I'd like the entries reproduced exactly, with the images omitted.

(Records begins)

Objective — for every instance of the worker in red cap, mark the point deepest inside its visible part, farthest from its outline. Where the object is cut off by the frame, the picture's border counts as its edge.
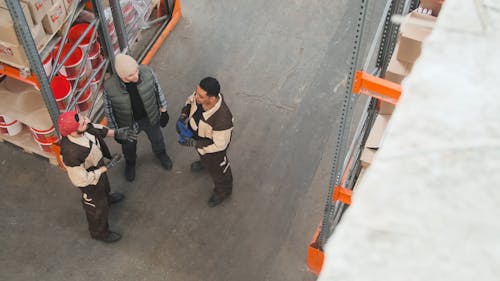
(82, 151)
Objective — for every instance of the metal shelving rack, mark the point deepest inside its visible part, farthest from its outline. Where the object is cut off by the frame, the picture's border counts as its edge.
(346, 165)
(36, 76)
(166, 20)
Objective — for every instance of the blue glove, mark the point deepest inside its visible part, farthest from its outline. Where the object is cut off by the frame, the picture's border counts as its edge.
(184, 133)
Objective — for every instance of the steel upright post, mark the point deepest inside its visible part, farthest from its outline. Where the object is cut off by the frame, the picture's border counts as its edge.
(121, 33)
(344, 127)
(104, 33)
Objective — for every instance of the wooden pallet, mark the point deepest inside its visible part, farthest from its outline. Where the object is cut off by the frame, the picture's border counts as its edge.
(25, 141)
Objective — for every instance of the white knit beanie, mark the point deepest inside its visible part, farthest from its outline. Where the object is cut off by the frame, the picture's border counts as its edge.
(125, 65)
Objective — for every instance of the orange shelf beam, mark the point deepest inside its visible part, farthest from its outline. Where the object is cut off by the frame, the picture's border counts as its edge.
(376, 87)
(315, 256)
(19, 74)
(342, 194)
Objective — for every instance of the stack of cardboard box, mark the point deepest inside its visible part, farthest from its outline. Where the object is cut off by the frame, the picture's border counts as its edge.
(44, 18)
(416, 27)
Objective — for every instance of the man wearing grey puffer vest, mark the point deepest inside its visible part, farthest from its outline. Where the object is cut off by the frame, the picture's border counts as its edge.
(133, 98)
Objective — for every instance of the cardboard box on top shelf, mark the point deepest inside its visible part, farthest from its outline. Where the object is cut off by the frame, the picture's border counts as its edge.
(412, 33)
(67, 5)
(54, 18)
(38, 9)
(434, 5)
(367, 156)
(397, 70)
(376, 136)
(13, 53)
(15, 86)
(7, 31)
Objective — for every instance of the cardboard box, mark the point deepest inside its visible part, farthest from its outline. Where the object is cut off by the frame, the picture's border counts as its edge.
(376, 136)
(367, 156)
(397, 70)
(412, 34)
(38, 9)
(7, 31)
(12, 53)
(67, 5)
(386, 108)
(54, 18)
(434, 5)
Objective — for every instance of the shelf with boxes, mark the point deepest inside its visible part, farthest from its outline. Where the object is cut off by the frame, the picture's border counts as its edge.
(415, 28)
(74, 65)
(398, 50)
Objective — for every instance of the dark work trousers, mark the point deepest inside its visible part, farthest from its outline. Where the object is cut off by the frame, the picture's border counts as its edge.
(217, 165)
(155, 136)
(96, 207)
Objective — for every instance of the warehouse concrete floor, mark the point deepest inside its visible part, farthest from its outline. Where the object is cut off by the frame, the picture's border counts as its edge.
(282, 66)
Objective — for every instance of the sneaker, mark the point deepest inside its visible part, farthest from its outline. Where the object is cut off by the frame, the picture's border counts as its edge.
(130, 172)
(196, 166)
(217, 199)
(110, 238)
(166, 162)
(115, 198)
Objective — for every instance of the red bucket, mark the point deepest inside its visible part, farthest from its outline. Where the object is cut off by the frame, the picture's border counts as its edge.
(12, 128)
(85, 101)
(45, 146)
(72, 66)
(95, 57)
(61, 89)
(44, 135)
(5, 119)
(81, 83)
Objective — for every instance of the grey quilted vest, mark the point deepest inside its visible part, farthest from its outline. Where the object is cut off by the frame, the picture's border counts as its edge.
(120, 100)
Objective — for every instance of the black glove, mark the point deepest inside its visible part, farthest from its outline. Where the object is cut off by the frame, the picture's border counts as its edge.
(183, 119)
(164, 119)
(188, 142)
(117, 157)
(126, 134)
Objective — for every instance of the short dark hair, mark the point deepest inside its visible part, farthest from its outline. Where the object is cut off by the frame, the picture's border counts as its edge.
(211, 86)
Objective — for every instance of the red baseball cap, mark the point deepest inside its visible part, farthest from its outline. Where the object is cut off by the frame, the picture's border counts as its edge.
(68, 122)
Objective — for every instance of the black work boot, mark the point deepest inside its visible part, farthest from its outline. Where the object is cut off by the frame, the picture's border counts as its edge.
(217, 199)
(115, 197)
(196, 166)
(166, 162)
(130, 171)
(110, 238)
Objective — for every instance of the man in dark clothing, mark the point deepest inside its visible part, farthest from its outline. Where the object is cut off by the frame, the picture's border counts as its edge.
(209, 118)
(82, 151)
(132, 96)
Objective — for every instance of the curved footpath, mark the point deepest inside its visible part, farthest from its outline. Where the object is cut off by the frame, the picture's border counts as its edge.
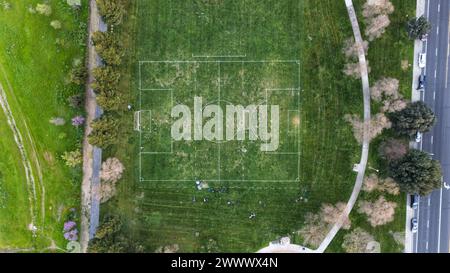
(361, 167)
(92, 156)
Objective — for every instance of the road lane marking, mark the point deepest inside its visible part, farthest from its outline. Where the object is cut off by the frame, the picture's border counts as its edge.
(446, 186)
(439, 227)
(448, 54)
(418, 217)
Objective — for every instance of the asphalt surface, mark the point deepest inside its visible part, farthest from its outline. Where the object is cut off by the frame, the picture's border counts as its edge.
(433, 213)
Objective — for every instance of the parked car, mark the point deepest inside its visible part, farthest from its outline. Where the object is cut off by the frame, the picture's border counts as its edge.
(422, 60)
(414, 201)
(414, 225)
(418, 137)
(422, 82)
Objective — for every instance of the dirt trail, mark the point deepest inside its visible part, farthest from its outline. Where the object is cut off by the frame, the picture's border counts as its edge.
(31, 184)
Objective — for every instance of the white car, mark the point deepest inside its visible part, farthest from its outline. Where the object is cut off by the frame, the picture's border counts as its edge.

(Records ends)

**Reply**.
Objective — for every instance of the worker in red cap, mark the point deepest inside its visible part, farthest from its outline. Where the object is cut off by the frame, the picture's border counts as its edge.
(82, 151)
Objective — for every instance of the metal shelving rack, mark the point deepest inside its visible part, farthest from its outline. Where the object is cut off by the frame, the picture's border counts as its edge.
(346, 165)
(36, 76)
(166, 20)
Objective — for every instance of the blue glove, mark the point deepest inside its visible part, farthest from its outline. Where the object is cut off by the frame, the picture's border counts as its edge.
(184, 133)
Objective — for every instance of the steel upright post, mark the point deepest inside its visible part, farthest from its outline. Where the object is cut off by the frame, the picture's border counts as its edge.
(121, 33)
(344, 127)
(104, 33)
Objective — for every instance of the wooden pallet, mark the point deepest inside its visible part, farthest from its outline. Where the object is cut off by the frame, the picture's border counts as its edge.
(25, 141)
Objective — for every instance of the white knit beanie, mark the point deepest inside its visible part, farthest from its outline. Where the object is cut off by the frame, the picture's border counts as its edge.
(125, 65)
Objective — for every instance of the orange shelf beam, mark the point deepest inside its visible part, farthest from its outline. Where the object is cut off by the frame, the picture's border counts as its edge.
(376, 87)
(315, 256)
(19, 74)
(342, 194)
Objective — for every instance of the stack of cardboard box, mark the point deepest inside its visible part, farthest from its outline. Where the object is cut off by the frame, the picture's border counts as its edge.
(44, 18)
(416, 27)
Objective — for every instance of the man wearing grey puffer vest, mark the point deepest inside its visible part, farthest from its outline. Where the object is cut off by the frame, the picture's border counts as its edge.
(133, 98)
Objective — for every instance of the cardboard box on top shelf, mark the point deepest inside its visible part, farthest from its outline. Where the object is cut off by the frame, the picture's border counts as its edge.
(412, 33)
(67, 5)
(54, 18)
(38, 9)
(434, 5)
(367, 156)
(397, 70)
(376, 136)
(13, 53)
(15, 86)
(7, 31)
Objective — for every instance of the cardboard box, mark the point deepest inside its visible part, farthest from its outline. Where the object is cut off by the frame, the picture's border counts as its edge.
(376, 136)
(367, 156)
(397, 70)
(412, 34)
(38, 9)
(7, 31)
(12, 53)
(67, 5)
(386, 108)
(54, 18)
(434, 5)
Objective — for every instance of the shelf with boxes, mark the point deepest inside its visible part, farthest from its outline. Where the object is cut off by the frame, the picture's border counts as its edge.
(415, 28)
(74, 65)
(398, 50)
Objective — for every instance of the dark work trousers, mark the point deepest inside its visible part, farthest from its outline. Where the object is cut off by the frame, the picture's border counts as its edge.
(217, 165)
(155, 136)
(96, 207)
Objective — for every instance of the warehouse concrete floor, mark the point deepest inside its visible part, farthest from its outline. Where the object is cut off by the frame, the picture's border counts as its edge.
(282, 66)
Objective — for every instance of the sneaker, mark the point deepest inside its visible part, farthest from its outline. Where the object is cut off by the frame, the picture's border counts as its edge.
(130, 172)
(196, 166)
(217, 199)
(110, 238)
(166, 162)
(115, 198)
Objective — for every instance of the red bucket, mark the point deepest inside its visible part, farthest from its outline. Where the object is cut off by the frame, the picture's border counts as its edge.
(12, 128)
(85, 101)
(45, 146)
(72, 66)
(95, 57)
(61, 89)
(44, 135)
(5, 119)
(81, 83)
Objective — for every instance of the grey quilted vest, mark the point deepest inside its visible part, farthest from its outline. Where the object is cut off by the frame, the picture's border counts as its edge.
(120, 100)
Objective — for every instance of the black glove, mark the point deepest inside its visible part, farthest from its outline. Where the object is cut off by the frame, the picture's border counts as its edge.
(183, 119)
(164, 119)
(188, 142)
(117, 157)
(126, 134)
Objective — for every instance of the short dark hair, mark the point deepest inside its visible part, farthest from its outline. Where the object is cut off by the frame, the picture's border counts as its edge.
(211, 86)
Objective — for every instance of the red baseball cap, mark the point deepest inside its visible part, farthest from its outline. Where the object is cut off by the frame, the picture's border counts as its edge.
(68, 122)
Objective — for every instance of the black work boot, mark the point deepest inside its visible part, farthest from its outline. Where the object is cut off by the frame, the picture's border counts as its edge.
(217, 199)
(115, 197)
(196, 166)
(166, 162)
(130, 171)
(110, 238)
Objective — for every instance of the man in dark clothing, mark the point deepest inside its visible part, farthest from its outline. Where the object is cut off by the frame, the picture's border counts as its edge.
(209, 118)
(82, 151)
(132, 96)
Objective — for every instance of the curved footpath, mark the point deepest inside its visible part, farthest from its outline. Where the object is cut off by the frame, the picture's border counts as its edge.
(361, 167)
(92, 156)
Objective — for every instance of the road lane marking, mark the point deepest inside its visible part, farthest from its outline. Where the object is cut off by the frame, the picture's border counts as its edge.
(446, 186)
(439, 227)
(448, 54)
(418, 217)
Objective — for every instance of the asphalt surface, mark the point deepest inside its visible part, farthest from its outline. Where the object is cut off by the frame, the picture's border counts as its edge.
(433, 213)
Objective — for every instance of the parked car, mark the point deepest inside its visible part, farthest from its outline. Where the object is cut off by the frame, the picture's border counts as its edge.
(422, 60)
(414, 201)
(414, 225)
(418, 137)
(422, 82)
Objective — for every instance of the dirt trail, mark the point deepest inside its visible part, farthest from its outline. Where the object is cut off by the frame, the picture's border counts as its edge.
(31, 184)
Objective — for every instance of the white car, mark the point deepest inside its visible part, farthest from its outline. Where the object is cut off by the frame, the picture's border counts as its edge.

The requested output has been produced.